** Start SUPPLIED ENTRIES **

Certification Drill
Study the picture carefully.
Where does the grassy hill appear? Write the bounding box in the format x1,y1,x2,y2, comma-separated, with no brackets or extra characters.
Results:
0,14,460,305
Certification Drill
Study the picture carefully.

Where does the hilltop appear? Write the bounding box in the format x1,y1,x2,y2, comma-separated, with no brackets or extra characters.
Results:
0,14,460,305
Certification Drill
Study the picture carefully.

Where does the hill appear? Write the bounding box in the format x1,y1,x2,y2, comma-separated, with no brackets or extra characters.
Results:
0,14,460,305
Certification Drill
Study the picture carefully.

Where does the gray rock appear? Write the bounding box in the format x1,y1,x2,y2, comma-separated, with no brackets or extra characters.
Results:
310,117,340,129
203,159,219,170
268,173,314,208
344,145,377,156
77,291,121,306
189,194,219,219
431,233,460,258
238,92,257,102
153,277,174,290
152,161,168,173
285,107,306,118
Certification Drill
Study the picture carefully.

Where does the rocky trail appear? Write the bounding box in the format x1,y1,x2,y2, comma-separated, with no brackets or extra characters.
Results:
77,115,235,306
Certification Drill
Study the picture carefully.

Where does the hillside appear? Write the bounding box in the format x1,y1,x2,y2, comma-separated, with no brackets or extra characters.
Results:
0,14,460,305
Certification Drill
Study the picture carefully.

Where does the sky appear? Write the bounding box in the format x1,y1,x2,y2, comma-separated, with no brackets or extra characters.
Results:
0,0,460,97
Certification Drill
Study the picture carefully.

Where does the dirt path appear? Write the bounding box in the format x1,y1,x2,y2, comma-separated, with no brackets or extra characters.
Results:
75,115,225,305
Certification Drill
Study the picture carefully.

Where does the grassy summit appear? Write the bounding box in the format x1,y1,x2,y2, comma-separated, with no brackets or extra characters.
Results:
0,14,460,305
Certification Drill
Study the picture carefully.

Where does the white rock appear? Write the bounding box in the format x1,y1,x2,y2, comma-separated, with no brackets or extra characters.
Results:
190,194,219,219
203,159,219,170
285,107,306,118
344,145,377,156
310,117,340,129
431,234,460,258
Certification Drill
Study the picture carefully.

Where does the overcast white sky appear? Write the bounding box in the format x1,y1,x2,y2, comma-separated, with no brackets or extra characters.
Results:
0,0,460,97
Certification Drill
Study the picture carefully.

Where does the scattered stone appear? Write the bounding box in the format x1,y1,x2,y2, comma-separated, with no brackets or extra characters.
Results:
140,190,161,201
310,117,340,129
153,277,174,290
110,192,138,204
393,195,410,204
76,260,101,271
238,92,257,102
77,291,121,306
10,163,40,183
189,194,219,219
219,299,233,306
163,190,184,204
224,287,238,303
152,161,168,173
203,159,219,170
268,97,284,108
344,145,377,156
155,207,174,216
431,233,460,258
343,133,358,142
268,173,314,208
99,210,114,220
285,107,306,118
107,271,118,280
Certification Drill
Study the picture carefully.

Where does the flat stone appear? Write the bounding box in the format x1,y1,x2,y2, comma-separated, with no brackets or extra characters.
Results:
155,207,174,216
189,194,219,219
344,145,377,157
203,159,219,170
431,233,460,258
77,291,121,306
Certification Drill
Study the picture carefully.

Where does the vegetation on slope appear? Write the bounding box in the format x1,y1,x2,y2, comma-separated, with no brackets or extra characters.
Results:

** End SUPPLIED ENTRIES **

WHAT IS EXPECTED:
From the items above, keep only the lines that contain the word "grassy" and copy each of them out.

ANSWER FOR THE TASK:
Where does the grassy hill appear? Write the bounding box in the format x1,y1,x2,y2, comma-separated, with no brackets or extra characters.
Where does the grassy summit appear? Write the bounding box in the format x1,y1,x2,y2, comma-separated, with no brackets or extra characters.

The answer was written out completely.